Complete the following:
- 1) List every person the ABBA documentary article says is interviewed in the film.
- 2) Edit the ABBA documentary article from "This premiere documentary, narrated" up to and including "a great watch.", putting "new" in place of "premiere".
- 3) Resume the article about the ABBA documentary from the point where it stops.

Selected text:

— Begin —

ABBA fans (this means you) prepare for another documentary on their rise to fame, ABBA: Bang a Boomerang centering around Australia’s pivotal role in their success.
This premiere documentary, narrated by Alan Brough, includes key interviews with Molly Meldrum, who famously pushed for Mamma Mia as a single, Australian tour director Michael Chugg, ABBA The Movie director Lasse Hallström, bodyguard Richard Norton as well as their publicist, RCA’s Annie Wright.
I’m guessing footage of actor Robert Hughes, who played a journalist in ABBA The Movie will probably be excised, but it sounds like a great watch.
ABBA: Bang a Boomerang tells the inside story of Australia’s colossal 70s crush on the Swedish supergroup ABBA and their music, and how this unequalled and enduring fan‐worship changed them and us forever.
ABC’s innovative music program Countdown and its host Molly Meldrum were instrumental in bringing ABBA to a burgeoning mid‐70s television audience looking for something different. It was due to Countdown that Mamma Mia was released as a single, first in Australia and then the world, and the ABBA phenomenon was born. Molly said: “Tony Vuat, who was one of our people on the floor, said ‘Come and have a look at this song. I know you’ll love it.’ It was Mamma Mia. I went ‘THAT, we’re definitely going to use!’”
Viewers were going into record shops wanting to buy the single. Molly rang RCA records asking about the release of Mamma Mia and was told there were no plans to do so.
“We then played it again in defiance and they had no option but to release it… it was lucky, it went to number one” Meldrum continues.

— End —

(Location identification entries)
— Begin —

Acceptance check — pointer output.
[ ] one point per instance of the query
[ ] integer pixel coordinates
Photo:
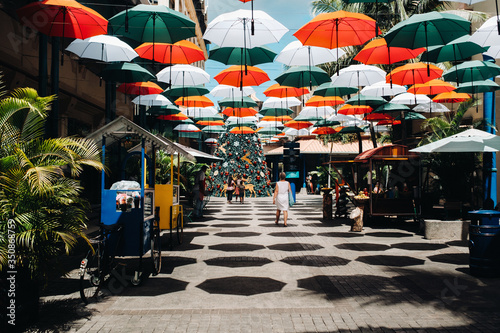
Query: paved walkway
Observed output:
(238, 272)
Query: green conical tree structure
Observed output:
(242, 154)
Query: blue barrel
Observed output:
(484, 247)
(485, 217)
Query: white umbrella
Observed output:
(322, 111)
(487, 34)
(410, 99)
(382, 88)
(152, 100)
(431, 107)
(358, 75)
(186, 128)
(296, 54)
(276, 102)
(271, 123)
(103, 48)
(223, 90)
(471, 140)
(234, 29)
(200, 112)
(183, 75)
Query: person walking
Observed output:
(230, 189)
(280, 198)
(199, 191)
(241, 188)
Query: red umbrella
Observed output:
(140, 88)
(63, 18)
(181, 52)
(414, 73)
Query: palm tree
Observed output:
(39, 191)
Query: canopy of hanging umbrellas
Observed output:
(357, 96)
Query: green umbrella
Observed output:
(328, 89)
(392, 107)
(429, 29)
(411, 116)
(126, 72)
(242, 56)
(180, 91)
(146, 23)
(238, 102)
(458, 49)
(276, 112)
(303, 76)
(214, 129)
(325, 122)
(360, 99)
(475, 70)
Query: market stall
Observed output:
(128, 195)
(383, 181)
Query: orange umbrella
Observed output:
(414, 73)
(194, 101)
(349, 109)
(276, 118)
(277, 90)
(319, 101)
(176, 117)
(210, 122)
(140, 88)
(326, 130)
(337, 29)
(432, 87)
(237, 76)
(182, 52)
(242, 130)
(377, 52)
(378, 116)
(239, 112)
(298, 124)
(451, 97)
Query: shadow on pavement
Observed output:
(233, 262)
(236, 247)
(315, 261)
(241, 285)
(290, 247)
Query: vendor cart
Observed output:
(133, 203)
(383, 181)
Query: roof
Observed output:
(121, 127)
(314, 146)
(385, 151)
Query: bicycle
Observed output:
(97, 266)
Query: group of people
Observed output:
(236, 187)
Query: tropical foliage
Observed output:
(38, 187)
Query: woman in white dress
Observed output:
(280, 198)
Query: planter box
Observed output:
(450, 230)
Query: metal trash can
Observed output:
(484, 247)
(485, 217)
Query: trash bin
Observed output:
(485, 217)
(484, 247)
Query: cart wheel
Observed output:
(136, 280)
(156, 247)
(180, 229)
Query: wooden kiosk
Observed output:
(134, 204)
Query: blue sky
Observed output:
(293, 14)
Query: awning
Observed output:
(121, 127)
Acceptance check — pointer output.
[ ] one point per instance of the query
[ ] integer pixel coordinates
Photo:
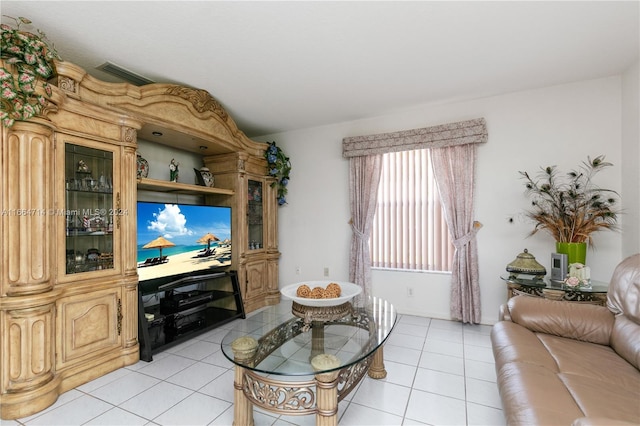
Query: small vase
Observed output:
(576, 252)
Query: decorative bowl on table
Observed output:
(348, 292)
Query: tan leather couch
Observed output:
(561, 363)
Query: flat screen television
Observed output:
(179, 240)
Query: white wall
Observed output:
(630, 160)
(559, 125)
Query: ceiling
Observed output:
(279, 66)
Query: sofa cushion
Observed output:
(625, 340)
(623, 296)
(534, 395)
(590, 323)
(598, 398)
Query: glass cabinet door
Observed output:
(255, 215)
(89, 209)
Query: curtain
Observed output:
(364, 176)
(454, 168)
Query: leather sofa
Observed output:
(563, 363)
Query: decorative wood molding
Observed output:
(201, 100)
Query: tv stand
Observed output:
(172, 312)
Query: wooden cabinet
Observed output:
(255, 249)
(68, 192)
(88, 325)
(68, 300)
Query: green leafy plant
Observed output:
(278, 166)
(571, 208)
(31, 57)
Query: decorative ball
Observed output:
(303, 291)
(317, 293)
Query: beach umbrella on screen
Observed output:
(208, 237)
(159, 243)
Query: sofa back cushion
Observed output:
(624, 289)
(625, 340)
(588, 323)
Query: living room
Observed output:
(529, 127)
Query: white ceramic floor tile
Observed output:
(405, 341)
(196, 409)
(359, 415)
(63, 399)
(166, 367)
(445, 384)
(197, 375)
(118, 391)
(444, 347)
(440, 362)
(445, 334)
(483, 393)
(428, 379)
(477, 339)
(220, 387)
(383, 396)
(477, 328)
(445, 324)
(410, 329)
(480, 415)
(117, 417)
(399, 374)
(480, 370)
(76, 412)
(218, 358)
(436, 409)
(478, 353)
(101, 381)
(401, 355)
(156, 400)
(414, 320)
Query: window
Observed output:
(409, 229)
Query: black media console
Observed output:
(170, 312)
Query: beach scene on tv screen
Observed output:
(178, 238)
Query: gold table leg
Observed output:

— End —
— Begin —

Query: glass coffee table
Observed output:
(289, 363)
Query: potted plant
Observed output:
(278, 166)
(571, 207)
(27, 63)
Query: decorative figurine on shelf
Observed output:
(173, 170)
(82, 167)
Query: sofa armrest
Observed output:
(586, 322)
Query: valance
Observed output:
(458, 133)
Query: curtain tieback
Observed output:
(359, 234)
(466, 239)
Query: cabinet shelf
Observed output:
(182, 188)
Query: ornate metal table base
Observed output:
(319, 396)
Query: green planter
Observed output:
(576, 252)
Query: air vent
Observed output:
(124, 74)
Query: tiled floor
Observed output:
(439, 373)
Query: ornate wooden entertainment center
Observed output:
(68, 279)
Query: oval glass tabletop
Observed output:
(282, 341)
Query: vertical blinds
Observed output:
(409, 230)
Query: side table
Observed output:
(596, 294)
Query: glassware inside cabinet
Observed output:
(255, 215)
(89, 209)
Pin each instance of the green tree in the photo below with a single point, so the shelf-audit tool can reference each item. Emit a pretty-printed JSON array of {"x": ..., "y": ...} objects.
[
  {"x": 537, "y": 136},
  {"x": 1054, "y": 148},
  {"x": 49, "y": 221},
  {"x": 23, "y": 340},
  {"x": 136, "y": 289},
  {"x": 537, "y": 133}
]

— End —
— Begin —

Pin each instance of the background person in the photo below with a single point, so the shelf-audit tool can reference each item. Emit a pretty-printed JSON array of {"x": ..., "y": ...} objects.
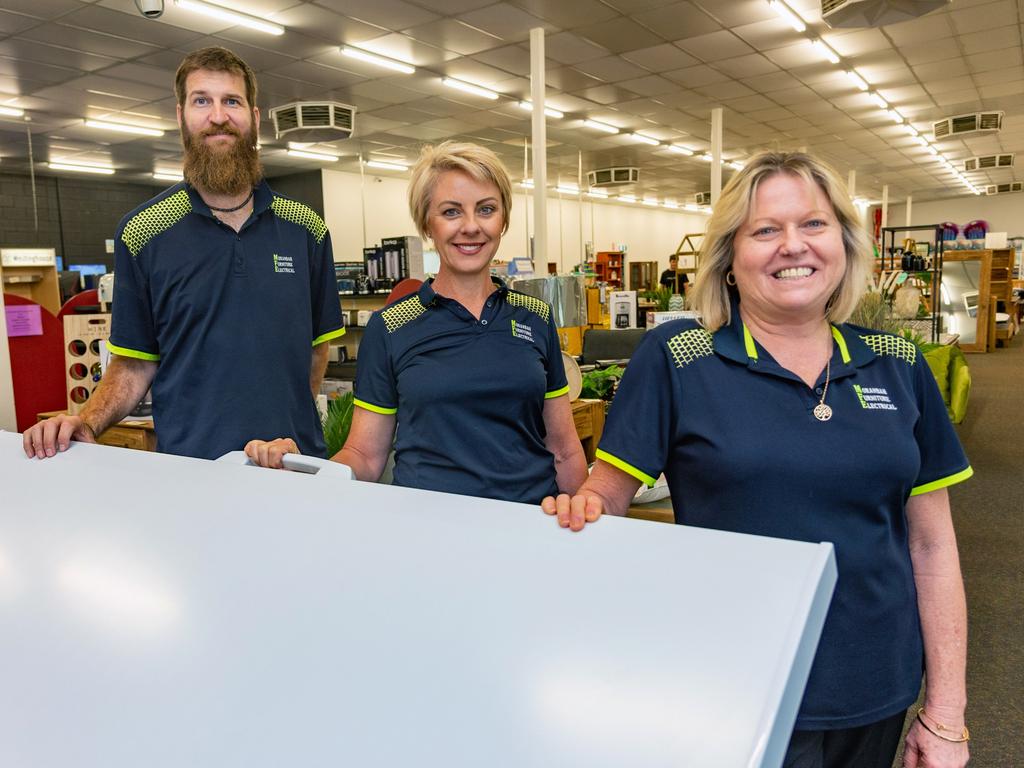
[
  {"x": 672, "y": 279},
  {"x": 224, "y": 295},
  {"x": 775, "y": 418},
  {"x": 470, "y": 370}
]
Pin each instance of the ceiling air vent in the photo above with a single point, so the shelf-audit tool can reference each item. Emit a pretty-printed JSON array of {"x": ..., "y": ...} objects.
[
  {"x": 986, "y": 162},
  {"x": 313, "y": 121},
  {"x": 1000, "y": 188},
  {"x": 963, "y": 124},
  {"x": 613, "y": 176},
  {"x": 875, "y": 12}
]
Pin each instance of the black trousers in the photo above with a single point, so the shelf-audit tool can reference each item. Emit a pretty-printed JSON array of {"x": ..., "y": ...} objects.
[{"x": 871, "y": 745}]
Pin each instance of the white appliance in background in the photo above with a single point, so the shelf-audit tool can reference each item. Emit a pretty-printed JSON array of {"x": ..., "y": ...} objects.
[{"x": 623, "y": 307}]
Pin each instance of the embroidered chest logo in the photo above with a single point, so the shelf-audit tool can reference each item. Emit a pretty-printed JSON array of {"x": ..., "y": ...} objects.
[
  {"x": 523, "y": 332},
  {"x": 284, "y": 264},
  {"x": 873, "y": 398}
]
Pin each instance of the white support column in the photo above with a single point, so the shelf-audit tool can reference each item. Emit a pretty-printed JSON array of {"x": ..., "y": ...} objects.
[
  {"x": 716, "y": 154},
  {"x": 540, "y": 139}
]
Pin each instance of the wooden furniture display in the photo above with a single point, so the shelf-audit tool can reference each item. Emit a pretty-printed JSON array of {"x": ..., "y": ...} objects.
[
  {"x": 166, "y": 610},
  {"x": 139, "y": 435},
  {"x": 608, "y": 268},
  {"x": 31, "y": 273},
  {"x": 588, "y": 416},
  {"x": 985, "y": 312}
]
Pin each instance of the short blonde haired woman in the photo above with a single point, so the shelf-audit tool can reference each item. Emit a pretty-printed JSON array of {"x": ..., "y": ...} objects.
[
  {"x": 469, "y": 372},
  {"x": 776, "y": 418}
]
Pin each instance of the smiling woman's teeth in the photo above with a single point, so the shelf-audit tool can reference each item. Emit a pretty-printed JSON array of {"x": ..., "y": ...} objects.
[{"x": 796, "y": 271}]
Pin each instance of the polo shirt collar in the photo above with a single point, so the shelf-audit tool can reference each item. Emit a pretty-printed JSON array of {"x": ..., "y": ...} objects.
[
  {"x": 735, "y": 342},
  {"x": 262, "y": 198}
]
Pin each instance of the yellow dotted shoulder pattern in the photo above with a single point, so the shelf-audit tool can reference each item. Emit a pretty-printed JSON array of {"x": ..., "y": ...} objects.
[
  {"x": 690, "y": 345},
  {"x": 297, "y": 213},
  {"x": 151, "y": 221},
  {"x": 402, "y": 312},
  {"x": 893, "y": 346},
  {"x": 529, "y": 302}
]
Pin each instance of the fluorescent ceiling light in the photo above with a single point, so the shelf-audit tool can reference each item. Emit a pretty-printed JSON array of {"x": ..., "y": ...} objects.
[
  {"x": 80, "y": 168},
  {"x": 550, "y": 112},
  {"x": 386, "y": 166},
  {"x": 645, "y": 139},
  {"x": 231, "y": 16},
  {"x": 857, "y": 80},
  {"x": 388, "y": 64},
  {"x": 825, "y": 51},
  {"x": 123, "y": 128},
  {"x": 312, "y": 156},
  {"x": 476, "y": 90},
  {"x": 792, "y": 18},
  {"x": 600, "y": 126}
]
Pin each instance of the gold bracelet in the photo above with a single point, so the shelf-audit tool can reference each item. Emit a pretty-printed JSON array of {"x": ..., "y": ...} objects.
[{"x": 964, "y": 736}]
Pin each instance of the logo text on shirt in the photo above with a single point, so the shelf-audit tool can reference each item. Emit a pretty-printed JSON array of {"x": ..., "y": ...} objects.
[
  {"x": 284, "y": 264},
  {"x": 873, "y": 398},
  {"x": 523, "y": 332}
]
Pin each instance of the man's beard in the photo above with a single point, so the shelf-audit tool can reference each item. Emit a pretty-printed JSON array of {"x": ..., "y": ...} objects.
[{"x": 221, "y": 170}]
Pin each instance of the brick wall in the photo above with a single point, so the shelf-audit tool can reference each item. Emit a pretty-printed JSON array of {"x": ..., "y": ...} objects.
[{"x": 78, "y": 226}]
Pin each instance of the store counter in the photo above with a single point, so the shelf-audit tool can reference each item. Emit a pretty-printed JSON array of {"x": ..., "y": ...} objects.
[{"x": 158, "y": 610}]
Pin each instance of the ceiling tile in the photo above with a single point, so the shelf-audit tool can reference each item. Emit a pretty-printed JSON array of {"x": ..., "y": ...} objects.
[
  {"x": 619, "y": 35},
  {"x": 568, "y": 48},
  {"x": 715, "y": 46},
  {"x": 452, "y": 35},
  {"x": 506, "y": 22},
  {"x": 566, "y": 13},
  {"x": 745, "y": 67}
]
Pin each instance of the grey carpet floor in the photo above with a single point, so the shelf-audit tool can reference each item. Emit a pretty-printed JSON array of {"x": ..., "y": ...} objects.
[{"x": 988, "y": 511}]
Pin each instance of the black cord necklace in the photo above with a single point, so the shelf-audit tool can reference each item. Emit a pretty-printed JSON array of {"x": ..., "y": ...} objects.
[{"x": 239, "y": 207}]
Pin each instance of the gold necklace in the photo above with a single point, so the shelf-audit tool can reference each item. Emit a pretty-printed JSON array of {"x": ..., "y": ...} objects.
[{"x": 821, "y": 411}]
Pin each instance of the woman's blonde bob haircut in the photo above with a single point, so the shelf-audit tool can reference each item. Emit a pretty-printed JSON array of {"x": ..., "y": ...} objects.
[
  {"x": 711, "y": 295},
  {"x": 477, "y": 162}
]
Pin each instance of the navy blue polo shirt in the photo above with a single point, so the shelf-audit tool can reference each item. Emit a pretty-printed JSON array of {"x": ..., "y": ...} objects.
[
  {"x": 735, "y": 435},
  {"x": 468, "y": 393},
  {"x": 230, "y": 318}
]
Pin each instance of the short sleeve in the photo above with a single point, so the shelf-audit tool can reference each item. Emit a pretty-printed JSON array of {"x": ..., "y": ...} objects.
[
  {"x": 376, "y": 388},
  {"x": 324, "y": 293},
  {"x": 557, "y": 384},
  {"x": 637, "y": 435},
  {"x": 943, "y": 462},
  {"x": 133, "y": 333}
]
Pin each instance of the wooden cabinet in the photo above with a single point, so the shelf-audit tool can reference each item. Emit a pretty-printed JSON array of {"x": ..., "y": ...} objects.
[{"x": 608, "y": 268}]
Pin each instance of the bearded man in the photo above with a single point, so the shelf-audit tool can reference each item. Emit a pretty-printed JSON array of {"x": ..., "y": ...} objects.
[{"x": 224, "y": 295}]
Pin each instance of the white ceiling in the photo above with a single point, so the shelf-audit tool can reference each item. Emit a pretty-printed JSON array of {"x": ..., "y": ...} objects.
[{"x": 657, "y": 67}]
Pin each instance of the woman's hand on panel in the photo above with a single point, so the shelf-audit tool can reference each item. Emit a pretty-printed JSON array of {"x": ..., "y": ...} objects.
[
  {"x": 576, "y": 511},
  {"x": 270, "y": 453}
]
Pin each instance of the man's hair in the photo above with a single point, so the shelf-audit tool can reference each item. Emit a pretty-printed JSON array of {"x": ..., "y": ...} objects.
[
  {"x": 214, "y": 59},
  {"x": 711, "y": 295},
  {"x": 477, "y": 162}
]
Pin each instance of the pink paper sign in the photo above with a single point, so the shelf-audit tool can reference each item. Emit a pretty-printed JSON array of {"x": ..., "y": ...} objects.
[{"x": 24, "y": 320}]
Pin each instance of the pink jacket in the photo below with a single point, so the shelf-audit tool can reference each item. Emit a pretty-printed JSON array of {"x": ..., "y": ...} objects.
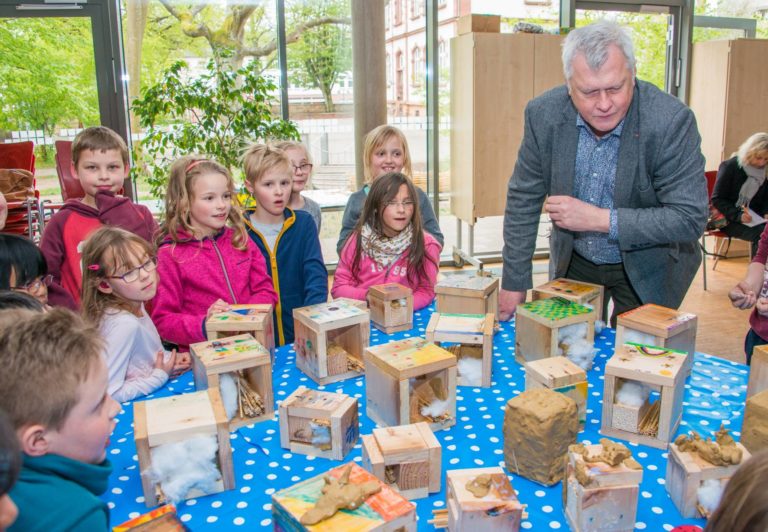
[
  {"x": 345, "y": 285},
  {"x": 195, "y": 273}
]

— End —

Task-by-task answers:
- 1) Molly Meldrum, Michael Chugg, Lasse Hallström, Richard Norton, Annie Wright

- 2)
This new documentary, narrated by Alan Brough, includes key interviews with Molly Meldrum, who famously pushed for Mamma Mia as a single, Australian tour director Michael Chugg, ABBA The Movie director Lasse Hallström, bodyguard Richard Norton as well as their publicist, RCA’s Annie Wright.
I’m guessing footage of actor Robert Hughes, who played a journalist in ABBA The Movie will probably be excised, but it sounds like a great watch.

- 3)
ABBA: Bang a Boomerang digs deep into heartfelt memories, cardboard cartons of memorabilia, face‐to‐face encounters, local pop icon recounts, lavish personal and public ABBA museums and Australia’s rich media archives to relive a moment of collective national ‘craziness’, when we did literally go ABBA mad. The result is a warm, bright, captivating engagement with ABBA‘s time Down Under that will remind us all of the band’s impact and how our open‐hearted embrace of all things ABBA would eventually define us. One in three Australian households owned an ABBA record – from Prime Minister Fraser to eight‐year‐olds around the nation, we were hooked even if some of us didn’t want to admit it back then and we didn’t realise the crush would be for keeps.
By 1976 ABBA‐mania had truly gripped the nation, so much so that when the groundbreaking ABBA Australian TV special went to air it out‐rated the moon landing.
ABBA became a magnet to some extraordinary characters who all contributed to the band’s rise to the top. This documentary has unprecedented access to this inner circle, including tour manager Michael Chugg, Hollywood film director Lasse Hallström, their bodyguard on the ’77 Australian tour Richard Norton as well as their publicist, RCA’s Annie Wright.
Wednesday 30 January 8.30pm ABC1.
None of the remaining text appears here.